## Set exercise A
In the article on Machiavellianism for working women, which researchers defined Machiavellianism as a personality trait in 1970?

** BEGIN Text **

How Women Can Harness the Machiavellian Trait for Success
How Women Can Harness the Machiavellian Trait for Success

How Women Can Harness the Machiavellian Trait for Success

April 17, 2024
3 mins read

When it comes to making strides in your career, there’s a trait worth talking about: strategic thinking. It’s like having a game plan for your work life, where you make smart moves to reach your goals. And for women in the workforce, embracing this approach can be a game-changer.

In professional growth, one trait stands out as a powerful tool: Machiavellianism.

Derived from the insights of Niccolò Machiavelli, this trait is often associated with strategic thinking, calculated decision-making, and adept negotiation skills. While its reputation may raise eyebrows, academic research suggests that Machiavellianism can be a game-changer for working women when wielded responsibly.

Research by Christie and Geis (1970) defined Machiavellianism as a personality trait characterized by a strategic approach to social interaction, often involving manipulation and exploitation of others for personal gain. While this definition might sound negative, subsequent studies have highlighted its potential benefits in the workplace.

One such study by Dahling et al. (2009) found that individuals high in Machiavellianism were likelier to engage in strategic behaviors such as networking, self-promotion, and impression management. For working women, these behaviors can be instrumental in navigating the complexities of the corporate world and advancing their careers.

Moreover, research by Wisse and Sleebos (2016) suggested that Machiavellianism can be particularly advantageous for women in leadership positions. By leveraging their strategic abilities, Machiavellian women can effectively manage power dynamics, negotiate on behalf of their teams, and drive organizational success.

However, it’s essential to approach Machiavellianism with caution. Studies by Kiazad et al. (2010) and Jonason et al. (2012) have highlighted the potential downsides of this trait, including unethical behavior, lack of trustworthiness, and negative interpersonal relationships. Therefore, women must balance strategic thinking with integrity and ethical considerations. That’s a must!

The Machiavellian trait offers working women a strategic toolkit for navigating workplace challenges and achieving their professional goals. By leveraging academic research and understanding the nuances of this trait, women can harness its power responsibly and pave the way for success in their careers.

** END Text **

## Set exercise B
Return the lines of the data records below exactly, from the line with "target: rocky outcrop" through the last line of the records, both included.

** BEGIN Extracted information **

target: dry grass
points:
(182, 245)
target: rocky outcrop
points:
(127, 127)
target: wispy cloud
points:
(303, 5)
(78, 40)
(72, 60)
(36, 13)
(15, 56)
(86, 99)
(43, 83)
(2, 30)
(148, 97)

** END Extracted information **

## Output A
Christie and Geis.

## Output B
target: rocky outcrop
points:
(127, 127)
target: wispy cloud
points:
(303, 5)
(78, 40)
(72, 60)
(36, 13)
(15, 56)
(86, 99)
(43, 83)
(2, 30)
(148, 97)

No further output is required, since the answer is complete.